**TEXT SECTION**
Results based on AdaBoostClassifier :  0.760457963089542


### Stochastic Gradient Boosting : -  

Stochastic Gradient Boosting (also called Gradient Boosting Machines) are one of the most sophisticated ensemble techniques. It is also a technique that is proving to be perhaps one of the best techniques available for improving performance via ensembles.

In [9]:
from sklearn.ensemble import GradientBoostingClassifier

num_trees = 100

seed = 7

kfold = KFold(n_splits=10)
model = GradientBoostingClassifier(n_estimators=num_trees, random_state=seed)
results = cross_val_score(model, X, y, cv=kfold)
print("Results based on GradientBoostingClassifier (GB) : ", results.mean())

Results based on GradientBoostingClassifier (GB) :  0.7681989063568012


### Voting Ensemble : -  

Voting is one of the simplest ways of combining the predictions from multiple machine learning algorithms. It works by first creating two or more standalone models from your training dataset.
A Voting Classifier can then be used to wrap your models and average the predictions of the sub-models when asked to make predictions for new data.

In [10]:
from sklearn.linear_model import LogisticRegression
from sklearn.tree import DecisionTreeClassifier
from sklearn.svm import SVC
from sklearn.ensemble import VotingClassifier

In [13]:
## create the sub models

estimators = []

model1 = LogisticRegression()

**Stored data entries**
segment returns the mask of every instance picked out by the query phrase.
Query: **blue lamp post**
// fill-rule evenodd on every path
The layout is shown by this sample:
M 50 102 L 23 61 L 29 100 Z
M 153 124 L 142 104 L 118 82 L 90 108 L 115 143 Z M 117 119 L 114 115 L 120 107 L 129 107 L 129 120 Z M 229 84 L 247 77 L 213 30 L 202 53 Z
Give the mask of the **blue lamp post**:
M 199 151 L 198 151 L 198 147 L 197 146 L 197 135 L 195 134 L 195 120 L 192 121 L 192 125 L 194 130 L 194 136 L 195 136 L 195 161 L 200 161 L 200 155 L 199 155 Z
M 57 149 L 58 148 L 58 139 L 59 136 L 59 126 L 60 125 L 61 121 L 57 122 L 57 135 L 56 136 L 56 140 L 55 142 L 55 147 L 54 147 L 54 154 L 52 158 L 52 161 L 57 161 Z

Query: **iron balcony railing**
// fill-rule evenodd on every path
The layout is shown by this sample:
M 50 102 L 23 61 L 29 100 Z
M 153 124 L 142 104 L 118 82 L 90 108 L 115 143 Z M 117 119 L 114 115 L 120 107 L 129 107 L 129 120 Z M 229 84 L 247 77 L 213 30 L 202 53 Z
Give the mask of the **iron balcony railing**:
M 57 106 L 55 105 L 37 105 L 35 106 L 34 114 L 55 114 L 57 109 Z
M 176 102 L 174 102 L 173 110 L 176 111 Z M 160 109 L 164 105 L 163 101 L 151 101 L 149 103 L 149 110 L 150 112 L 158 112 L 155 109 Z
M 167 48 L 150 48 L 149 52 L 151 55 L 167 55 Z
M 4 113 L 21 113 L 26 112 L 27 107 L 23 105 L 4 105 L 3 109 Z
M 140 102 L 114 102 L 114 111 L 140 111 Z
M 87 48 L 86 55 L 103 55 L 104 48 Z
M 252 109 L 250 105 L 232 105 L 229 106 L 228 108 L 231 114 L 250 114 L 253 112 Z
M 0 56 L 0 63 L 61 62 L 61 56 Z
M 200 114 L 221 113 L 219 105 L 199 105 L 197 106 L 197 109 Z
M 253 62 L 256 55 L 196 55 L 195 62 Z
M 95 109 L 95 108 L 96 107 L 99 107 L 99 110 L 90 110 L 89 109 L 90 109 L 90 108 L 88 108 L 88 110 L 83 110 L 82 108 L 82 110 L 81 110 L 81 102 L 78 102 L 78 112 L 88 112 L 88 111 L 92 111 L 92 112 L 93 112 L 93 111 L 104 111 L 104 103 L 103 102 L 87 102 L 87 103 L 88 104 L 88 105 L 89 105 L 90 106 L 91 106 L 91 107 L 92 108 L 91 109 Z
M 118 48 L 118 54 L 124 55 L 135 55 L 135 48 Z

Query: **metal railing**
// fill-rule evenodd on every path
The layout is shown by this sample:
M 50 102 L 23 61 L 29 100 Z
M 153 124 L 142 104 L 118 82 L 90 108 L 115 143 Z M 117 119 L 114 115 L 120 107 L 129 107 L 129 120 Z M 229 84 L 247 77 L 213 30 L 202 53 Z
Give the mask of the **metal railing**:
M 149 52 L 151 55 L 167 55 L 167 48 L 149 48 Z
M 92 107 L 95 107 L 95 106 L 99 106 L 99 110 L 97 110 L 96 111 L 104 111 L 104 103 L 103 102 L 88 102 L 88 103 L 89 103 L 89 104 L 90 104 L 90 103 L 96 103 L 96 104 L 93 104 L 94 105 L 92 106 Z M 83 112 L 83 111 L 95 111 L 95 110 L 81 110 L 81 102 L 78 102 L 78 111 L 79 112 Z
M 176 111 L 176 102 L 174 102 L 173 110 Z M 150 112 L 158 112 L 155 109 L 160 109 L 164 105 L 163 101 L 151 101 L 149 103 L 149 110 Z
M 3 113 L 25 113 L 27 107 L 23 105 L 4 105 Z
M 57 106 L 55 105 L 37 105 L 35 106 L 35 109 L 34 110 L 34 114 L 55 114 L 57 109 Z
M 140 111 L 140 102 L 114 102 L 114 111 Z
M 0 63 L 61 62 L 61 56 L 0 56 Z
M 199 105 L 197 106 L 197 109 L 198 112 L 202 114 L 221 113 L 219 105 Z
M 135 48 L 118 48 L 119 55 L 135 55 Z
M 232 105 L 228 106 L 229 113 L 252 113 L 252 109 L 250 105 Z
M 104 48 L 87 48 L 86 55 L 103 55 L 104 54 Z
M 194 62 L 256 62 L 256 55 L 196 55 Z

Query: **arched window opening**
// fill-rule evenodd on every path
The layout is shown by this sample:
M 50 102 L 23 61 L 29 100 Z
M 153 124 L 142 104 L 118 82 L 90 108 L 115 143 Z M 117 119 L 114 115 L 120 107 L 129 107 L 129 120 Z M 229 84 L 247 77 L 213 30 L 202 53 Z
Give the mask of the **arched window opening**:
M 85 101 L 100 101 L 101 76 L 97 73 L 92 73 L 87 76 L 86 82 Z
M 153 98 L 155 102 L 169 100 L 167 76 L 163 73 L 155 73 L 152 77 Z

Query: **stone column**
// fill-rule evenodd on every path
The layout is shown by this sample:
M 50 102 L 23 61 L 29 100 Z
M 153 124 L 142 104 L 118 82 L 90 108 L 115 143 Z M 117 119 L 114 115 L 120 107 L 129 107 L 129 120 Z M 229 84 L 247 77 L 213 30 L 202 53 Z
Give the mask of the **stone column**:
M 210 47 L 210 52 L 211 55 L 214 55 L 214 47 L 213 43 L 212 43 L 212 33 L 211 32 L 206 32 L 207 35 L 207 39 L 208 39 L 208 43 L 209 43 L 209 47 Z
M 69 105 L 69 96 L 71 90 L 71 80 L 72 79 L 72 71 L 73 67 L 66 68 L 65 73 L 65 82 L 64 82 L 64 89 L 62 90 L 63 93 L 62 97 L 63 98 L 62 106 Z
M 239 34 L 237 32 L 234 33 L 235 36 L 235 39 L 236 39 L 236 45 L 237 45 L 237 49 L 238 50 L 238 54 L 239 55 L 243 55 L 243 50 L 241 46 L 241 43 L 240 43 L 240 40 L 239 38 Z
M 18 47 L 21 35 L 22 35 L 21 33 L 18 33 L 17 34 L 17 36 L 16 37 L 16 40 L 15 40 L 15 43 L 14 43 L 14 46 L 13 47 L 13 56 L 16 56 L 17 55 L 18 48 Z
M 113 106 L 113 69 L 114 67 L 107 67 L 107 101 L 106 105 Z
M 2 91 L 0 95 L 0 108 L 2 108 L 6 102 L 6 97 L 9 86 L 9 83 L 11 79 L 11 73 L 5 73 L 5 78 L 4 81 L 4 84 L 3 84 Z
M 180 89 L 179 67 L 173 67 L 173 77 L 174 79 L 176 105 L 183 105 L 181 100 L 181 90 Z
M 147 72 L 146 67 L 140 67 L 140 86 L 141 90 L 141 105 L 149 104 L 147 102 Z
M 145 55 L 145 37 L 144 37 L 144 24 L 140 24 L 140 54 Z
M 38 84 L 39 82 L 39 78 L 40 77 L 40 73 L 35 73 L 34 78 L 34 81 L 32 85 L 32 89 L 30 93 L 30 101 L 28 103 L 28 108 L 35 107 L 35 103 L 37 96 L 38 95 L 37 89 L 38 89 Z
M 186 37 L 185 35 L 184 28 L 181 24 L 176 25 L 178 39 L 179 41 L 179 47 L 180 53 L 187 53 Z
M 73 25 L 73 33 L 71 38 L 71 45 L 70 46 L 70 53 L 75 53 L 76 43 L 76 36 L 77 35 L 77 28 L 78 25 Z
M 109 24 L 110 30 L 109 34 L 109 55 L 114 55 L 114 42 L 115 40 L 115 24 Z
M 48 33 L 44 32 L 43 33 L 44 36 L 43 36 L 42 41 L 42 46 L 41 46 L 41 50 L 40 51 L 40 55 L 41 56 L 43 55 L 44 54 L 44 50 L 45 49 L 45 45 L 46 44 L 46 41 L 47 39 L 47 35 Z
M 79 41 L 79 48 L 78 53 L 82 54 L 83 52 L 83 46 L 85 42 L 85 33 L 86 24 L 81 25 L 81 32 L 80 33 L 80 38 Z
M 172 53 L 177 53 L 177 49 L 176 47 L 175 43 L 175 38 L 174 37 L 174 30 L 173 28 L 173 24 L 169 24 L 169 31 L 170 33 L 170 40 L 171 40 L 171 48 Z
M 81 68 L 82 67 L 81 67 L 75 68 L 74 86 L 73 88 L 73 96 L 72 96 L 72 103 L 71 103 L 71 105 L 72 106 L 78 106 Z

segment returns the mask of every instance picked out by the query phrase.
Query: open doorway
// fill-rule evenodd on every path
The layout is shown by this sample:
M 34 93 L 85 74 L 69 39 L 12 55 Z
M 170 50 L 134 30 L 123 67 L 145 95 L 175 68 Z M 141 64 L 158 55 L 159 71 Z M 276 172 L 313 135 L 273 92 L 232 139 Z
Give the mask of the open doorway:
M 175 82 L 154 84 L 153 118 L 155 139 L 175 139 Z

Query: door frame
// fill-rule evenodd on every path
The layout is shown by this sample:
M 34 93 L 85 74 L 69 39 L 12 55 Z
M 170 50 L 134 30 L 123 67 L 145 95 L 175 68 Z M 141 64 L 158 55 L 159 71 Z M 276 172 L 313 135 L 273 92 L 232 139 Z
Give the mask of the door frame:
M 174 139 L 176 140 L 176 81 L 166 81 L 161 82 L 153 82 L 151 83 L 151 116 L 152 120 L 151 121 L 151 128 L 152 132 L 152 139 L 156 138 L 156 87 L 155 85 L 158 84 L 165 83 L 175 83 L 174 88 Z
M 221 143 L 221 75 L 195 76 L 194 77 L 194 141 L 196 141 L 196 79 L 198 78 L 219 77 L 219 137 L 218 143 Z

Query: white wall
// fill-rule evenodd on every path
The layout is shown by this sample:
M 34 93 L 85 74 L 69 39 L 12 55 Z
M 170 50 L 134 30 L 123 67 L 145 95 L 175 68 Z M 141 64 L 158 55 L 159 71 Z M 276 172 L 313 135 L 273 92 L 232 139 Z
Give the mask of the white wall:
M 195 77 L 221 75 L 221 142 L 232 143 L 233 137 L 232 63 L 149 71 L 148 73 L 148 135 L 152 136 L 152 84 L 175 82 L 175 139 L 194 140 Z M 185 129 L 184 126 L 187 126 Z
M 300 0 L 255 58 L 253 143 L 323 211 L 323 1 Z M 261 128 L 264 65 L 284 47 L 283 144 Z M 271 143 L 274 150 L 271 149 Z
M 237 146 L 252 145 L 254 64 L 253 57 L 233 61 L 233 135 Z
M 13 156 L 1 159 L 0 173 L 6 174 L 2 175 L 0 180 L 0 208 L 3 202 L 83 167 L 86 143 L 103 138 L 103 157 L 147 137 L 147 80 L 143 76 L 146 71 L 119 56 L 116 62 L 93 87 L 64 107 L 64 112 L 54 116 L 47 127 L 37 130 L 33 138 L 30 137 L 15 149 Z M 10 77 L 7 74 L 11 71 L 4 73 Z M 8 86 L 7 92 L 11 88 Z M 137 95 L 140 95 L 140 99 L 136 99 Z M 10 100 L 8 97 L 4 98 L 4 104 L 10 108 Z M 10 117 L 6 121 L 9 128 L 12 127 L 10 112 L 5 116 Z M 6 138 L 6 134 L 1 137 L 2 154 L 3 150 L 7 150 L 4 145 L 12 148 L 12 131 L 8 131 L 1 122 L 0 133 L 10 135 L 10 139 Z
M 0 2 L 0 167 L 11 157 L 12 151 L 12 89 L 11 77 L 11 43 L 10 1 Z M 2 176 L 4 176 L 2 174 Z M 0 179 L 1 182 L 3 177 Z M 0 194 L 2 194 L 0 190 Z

**WHAT YOU NEED TO DO**
From the text on ensemble techniques, copy word for word the passage from "### Stochastic Gradient" to "performance via ensembles.".

**SOLUTION FOR THIS TASK**
### Stochastic Gradient Boosting : -  

Stochastic Gradient Boosting (also called Gradient Boosting Machines) are one of the most sophisticated ensemble techniques. It is also a technique that is proving to be perhaps one of the best techniques available for improving performance via ensembles.